++++ RECORDED INFORMATION ++++
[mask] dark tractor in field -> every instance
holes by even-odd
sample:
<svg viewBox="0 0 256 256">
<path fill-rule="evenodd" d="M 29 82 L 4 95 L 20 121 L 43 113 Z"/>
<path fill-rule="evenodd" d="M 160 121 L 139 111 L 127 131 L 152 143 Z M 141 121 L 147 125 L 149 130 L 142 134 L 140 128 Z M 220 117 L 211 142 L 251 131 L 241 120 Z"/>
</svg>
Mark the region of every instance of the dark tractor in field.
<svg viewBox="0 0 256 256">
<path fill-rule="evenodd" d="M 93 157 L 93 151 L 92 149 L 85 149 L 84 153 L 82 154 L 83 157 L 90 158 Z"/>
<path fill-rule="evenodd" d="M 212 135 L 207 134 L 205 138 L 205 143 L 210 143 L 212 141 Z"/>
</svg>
++++
Reproduce all of the lines above, requests included, and add 138 to every number in the answer outlines, both the viewBox values and the path coordinates.

*ANSWER IN FULL*:
[mask] dark tractor in field -> every instance
holes by even-odd
sample:
<svg viewBox="0 0 256 256">
<path fill-rule="evenodd" d="M 29 82 L 4 95 L 20 121 L 43 113 Z"/>
<path fill-rule="evenodd" d="M 160 121 L 139 111 L 127 131 L 152 143 Z M 141 121 L 147 125 L 149 130 L 142 134 L 140 128 Z M 220 117 L 211 142 L 251 131 L 241 120 Z"/>
</svg>
Mark the region of every instance of the dark tractor in field.
<svg viewBox="138 138 394 394">
<path fill-rule="evenodd" d="M 231 295 L 231 289 L 230 287 L 223 287 L 222 291 L 220 292 L 221 295 L 228 296 Z"/>
<path fill-rule="evenodd" d="M 350 273 L 345 272 L 343 276 L 343 281 L 348 281 L 350 279 Z"/>
</svg>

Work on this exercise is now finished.